> [Job]: Can you turn the material below into a Markdown table with the columns "Row" and "Line", numbering each non-blank line in its own row and omitting the pictures?
-- start Data entries --
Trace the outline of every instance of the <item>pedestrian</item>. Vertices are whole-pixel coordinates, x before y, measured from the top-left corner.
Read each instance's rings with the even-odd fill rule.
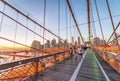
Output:
[[[81,46],[78,47],[77,53],[80,55],[80,59],[82,59],[83,49]]]
[[[72,47],[70,47],[69,52],[70,52],[70,58],[71,58],[71,60],[72,60],[72,55],[73,55],[73,48],[72,48]]]

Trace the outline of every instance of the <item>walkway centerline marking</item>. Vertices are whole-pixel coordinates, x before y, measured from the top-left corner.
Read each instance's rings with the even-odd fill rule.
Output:
[[[78,75],[78,72],[79,72],[79,70],[80,70],[80,68],[81,68],[81,65],[82,65],[82,63],[83,63],[83,60],[84,60],[84,58],[85,58],[85,56],[86,56],[87,51],[88,51],[88,49],[87,49],[87,50],[85,51],[85,53],[83,54],[83,59],[79,62],[78,66],[76,67],[76,69],[75,69],[75,71],[74,71],[74,73],[73,73],[73,75],[72,75],[72,77],[70,78],[69,81],[75,81],[75,79],[76,79],[76,77],[77,77],[77,75]]]

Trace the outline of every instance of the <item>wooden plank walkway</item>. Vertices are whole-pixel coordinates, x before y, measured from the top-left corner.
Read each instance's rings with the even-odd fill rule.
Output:
[[[100,60],[98,56],[97,58]],[[71,80],[71,77],[73,76],[73,74],[75,74],[76,67],[78,67],[80,62],[82,62],[82,65],[80,67],[80,70],[78,70],[77,77],[76,78],[73,77],[75,78],[75,80]],[[101,62],[104,61],[102,60],[100,61],[100,63]],[[106,65],[104,66],[107,68]],[[109,72],[111,71],[111,69],[109,69]],[[120,80],[119,74],[117,74],[115,71],[114,74],[116,74],[116,76],[119,78],[117,79],[114,78],[114,80],[110,78],[111,81],[119,81]],[[111,76],[112,78],[116,77],[114,75]],[[103,72],[101,71],[98,63],[95,60],[94,53],[91,50],[88,50],[86,56],[81,61],[79,58],[72,60],[70,58],[66,59],[42,72],[42,76],[38,75],[37,78],[32,76],[26,79],[25,81],[107,81],[107,80]]]

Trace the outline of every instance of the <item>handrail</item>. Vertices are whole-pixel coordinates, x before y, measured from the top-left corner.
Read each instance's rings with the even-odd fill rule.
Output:
[[[18,66],[18,65],[21,65],[21,64],[26,64],[26,63],[29,63],[29,62],[32,62],[32,61],[38,61],[39,59],[43,59],[43,58],[59,55],[61,53],[65,53],[65,52],[68,52],[68,51],[59,51],[59,52],[51,53],[49,55],[33,57],[33,58],[29,58],[29,59],[24,59],[24,60],[19,60],[19,61],[14,61],[14,62],[2,64],[2,65],[0,65],[0,70],[8,69],[8,68],[11,68],[11,67],[14,67],[14,66]]]

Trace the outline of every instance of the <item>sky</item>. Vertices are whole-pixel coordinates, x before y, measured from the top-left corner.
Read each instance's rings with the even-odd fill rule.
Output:
[[[15,6],[17,9],[21,10],[25,14],[29,15],[30,17],[34,18],[37,20],[41,25],[43,25],[43,18],[44,18],[44,0],[6,0],[13,6]],[[72,10],[74,12],[75,18],[77,20],[78,24],[86,23],[87,22],[87,9],[86,9],[86,0],[69,0],[70,4],[72,6]],[[100,14],[100,19],[102,23],[102,28],[103,28],[103,33],[105,36],[105,40],[109,38],[111,33],[113,32],[112,25],[109,19],[109,14],[108,14],[108,9],[106,5],[106,0],[96,0],[97,1],[97,6],[98,6],[98,11]],[[120,21],[120,0],[108,0],[109,5],[111,8],[111,13],[114,20],[115,27],[117,26],[118,22]],[[94,0],[91,0],[91,7],[93,10],[93,16],[94,20],[98,20],[96,9],[95,9],[95,4]],[[9,10],[6,10],[6,13],[10,13]],[[12,14],[11,14],[12,15]],[[16,14],[13,14],[12,17],[15,17]],[[105,20],[102,20],[104,18],[107,18]],[[5,19],[6,22],[8,19]],[[20,22],[25,22],[24,18],[19,19]],[[11,21],[12,22],[12,21]],[[70,24],[71,22],[71,24]],[[13,22],[14,23],[14,22]],[[24,23],[26,25],[26,23]],[[15,25],[12,24],[12,25]],[[33,24],[29,25],[29,27],[33,27]],[[75,27],[74,21],[71,17],[70,11],[67,7],[67,26],[68,26],[68,38],[70,40],[70,36],[74,36],[75,40],[77,40],[77,37],[79,36],[78,31]],[[70,32],[70,26],[71,27],[71,32]],[[46,21],[45,21],[45,27],[47,29],[50,29],[52,32],[58,35],[58,0],[46,0]],[[83,24],[79,25],[79,29],[83,35],[83,38],[85,40],[88,40],[88,25]],[[5,28],[5,27],[3,27]],[[100,32],[100,26],[99,22],[95,22],[95,28],[97,32],[97,36],[102,38],[101,32]],[[15,27],[13,27],[15,29]],[[34,28],[33,28],[34,29]],[[7,30],[3,29],[3,30]],[[24,30],[24,32],[23,32]],[[22,41],[26,42],[25,40],[23,41],[22,38],[25,39],[25,29],[23,28],[19,29],[18,32],[22,32],[22,35],[20,33],[19,38],[16,38],[17,41]],[[11,30],[12,31],[12,28]],[[10,34],[9,32],[7,32]],[[117,33],[120,33],[120,28],[117,30]],[[2,33],[5,34],[5,33]],[[31,36],[31,34],[29,34]],[[50,38],[48,34],[46,33],[46,38]],[[6,36],[7,37],[7,36]],[[34,35],[32,34],[32,37]],[[60,0],[60,37],[63,39],[66,39],[66,0]],[[11,37],[10,37],[11,38]],[[14,39],[14,38],[11,38]],[[30,38],[31,39],[31,38]],[[51,39],[50,39],[51,40]],[[30,42],[31,43],[31,42]]]

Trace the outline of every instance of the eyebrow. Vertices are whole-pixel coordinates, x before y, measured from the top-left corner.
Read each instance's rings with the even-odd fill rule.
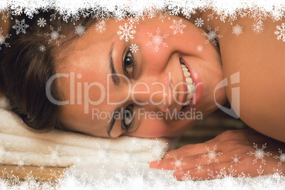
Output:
-- end Data entries --
> [Solved problem]:
| Row | Line |
|---|---|
| 1 | Trace the outline of every instance of the <item>pedestrian</item>. Vertices are whole-pixel coordinates, x before y, measured from the top-left corner. |
| 2 | Read each instance's rings with the even-odd fill rule. |
| 3 | Output: |
| 4 | [[[81,46],[78,47],[77,53],[80,55],[80,59],[82,59],[83,49]]] |
| 5 | [[[72,47],[70,47],[69,52],[70,52],[70,58],[71,58],[71,60],[72,60],[72,55],[73,55],[73,48],[72,48]]] |
| 6 | Trace the outline of every instance of the <item>walkway centerline marking</item>. Vertices are whole-pixel coordinates, x before y, measured from the top-left corner. |
| 7 | Read each instance's rings with the even-odd fill rule. |
| 8 | Output: |
| 9 | [[[78,75],[78,72],[79,72],[79,70],[80,70],[80,68],[81,68],[81,65],[82,65],[82,63],[83,63],[83,60],[84,60],[84,58],[85,58],[85,56],[86,56],[87,51],[88,51],[88,49],[87,49],[87,50],[85,51],[85,53],[83,54],[83,59],[79,62],[78,66],[76,67],[76,69],[75,69],[75,71],[74,71],[74,73],[73,73],[73,75],[72,75],[72,77],[70,78],[69,81],[75,81],[75,79],[76,79],[76,77],[77,77],[77,75]]] |
| 10 | Trace the outline of every instance of the <item>wooden plank walkway</item>. Vertices are whole-pixel coordinates, x before y, measured from the top-left corner. |
| 11 | Read each instance's rings with the even-odd fill rule. |
| 12 | Output: |
| 13 | [[[100,60],[98,56],[97,58]],[[71,80],[71,77],[73,76],[73,74],[75,74],[76,67],[78,67],[80,62],[82,62],[82,65],[80,67],[80,70],[78,70],[77,77],[76,78],[73,77],[75,78],[75,80]],[[101,62],[104,61],[102,60],[100,61],[100,63]],[[106,65],[104,66],[107,68]],[[109,72],[111,71],[111,69],[109,69]],[[120,80],[119,74],[117,74],[115,71],[114,74],[116,74],[116,76],[119,78],[117,79],[114,78],[114,80],[110,78],[111,81],[119,81]],[[111,76],[112,78],[116,77],[114,75]],[[103,72],[101,71],[98,63],[95,60],[94,53],[91,50],[88,50],[86,56],[81,61],[79,58],[72,60],[70,58],[66,59],[42,72],[42,76],[38,75],[37,78],[32,76],[26,79],[25,81],[107,81],[107,80]]] |
| 14 | Trace the outline of every instance of the <item>handrail</item>. Vertices are whole-pixel coordinates, x before y, measured from the top-left corner. |
| 15 | Read each instance's rings with the even-odd fill rule. |
| 16 | Output: |
| 17 | [[[18,66],[18,65],[21,65],[21,64],[26,64],[26,63],[29,63],[29,62],[32,62],[32,61],[38,61],[39,59],[43,59],[43,58],[59,55],[61,53],[65,53],[65,52],[68,52],[68,51],[59,51],[59,52],[51,53],[49,55],[33,57],[33,58],[29,58],[29,59],[24,59],[24,60],[19,60],[19,61],[14,61],[14,62],[2,64],[2,65],[0,65],[0,70],[8,69],[8,68],[11,68],[11,67],[14,67],[14,66]]] |
| 18 | Trace the outline of every instance of the <item>sky</item>. Vertices are whole-pixel coordinates, x before y, measured from the top-left corner. |
| 19 | Read each instance's rings with the even-odd fill rule. |
| 20 | Output: |
| 21 | [[[15,6],[17,9],[21,10],[25,14],[29,15],[30,17],[34,18],[37,20],[41,25],[43,25],[43,18],[44,18],[44,0],[6,0],[13,6]],[[72,10],[74,12],[75,18],[77,20],[78,24],[86,23],[87,22],[87,9],[86,9],[86,0],[69,0],[70,4],[72,6]],[[100,14],[100,19],[102,23],[102,28],[103,28],[103,33],[105,36],[105,40],[109,38],[111,33],[113,32],[112,25],[109,19],[109,14],[108,14],[108,9],[106,5],[106,0],[96,0],[97,1],[97,6],[98,6],[98,11]],[[120,21],[120,0],[108,0],[109,5],[111,8],[111,13],[114,20],[115,27],[117,26],[118,22]],[[94,0],[91,0],[91,7],[93,10],[93,16],[94,20],[98,20],[96,9],[95,9],[95,4]],[[9,10],[6,10],[6,13],[10,13]],[[12,14],[11,14],[12,15]],[[16,14],[13,14],[12,17],[15,17]],[[105,20],[102,20],[104,18],[107,18]],[[5,19],[6,22],[8,19]],[[20,22],[25,22],[24,18],[19,19]],[[11,21],[12,22],[12,21]],[[70,24],[71,22],[71,24]],[[13,22],[14,23],[14,22]],[[24,23],[26,25],[26,23]],[[15,25],[12,24],[12,25]],[[33,24],[29,25],[29,27],[33,27]],[[75,27],[74,21],[71,17],[70,11],[67,7],[67,26],[68,26],[68,38],[70,40],[70,36],[74,36],[75,40],[77,40],[77,37],[79,36],[78,31]],[[70,32],[70,26],[71,27],[71,32]],[[46,21],[45,21],[45,27],[47,29],[50,29],[52,32],[58,35],[58,0],[46,0]],[[83,24],[79,25],[79,29],[83,35],[83,38],[85,40],[88,40],[88,25]],[[5,28],[5,27],[3,27]],[[100,32],[100,26],[99,22],[95,22],[95,28],[97,32],[97,36],[102,38],[101,32]],[[15,27],[13,27],[15,29]],[[34,28],[33,28],[34,29]],[[7,30],[3,29],[3,30]],[[24,30],[24,32],[23,32]],[[22,41],[26,42],[25,40],[23,41],[22,38],[25,39],[25,29],[23,28],[19,29],[18,32],[22,32],[22,35],[20,33],[19,38],[16,38],[17,41]],[[11,30],[12,31],[12,28]],[[10,34],[9,32],[7,32]],[[117,33],[120,33],[120,28],[117,30]],[[2,33],[5,34],[5,33]],[[31,36],[31,34],[29,34]],[[50,38],[48,34],[46,33],[46,38]],[[6,36],[7,37],[7,36]],[[34,35],[32,34],[32,37]],[[60,0],[60,37],[63,39],[66,39],[66,0]],[[11,37],[10,37],[11,38]],[[14,39],[14,38],[11,38]],[[30,38],[31,39],[31,38]],[[51,39],[50,39],[51,40]],[[30,42],[31,43],[31,42]]] |
| 22 | Trace the outline of every instance of the eyebrow. Vertices are whole-pixel coordinates, x before y, measured from the top-left corner. |
| 23 | Read each instance's rings with the even-odd fill rule. |
| 24 | Output: |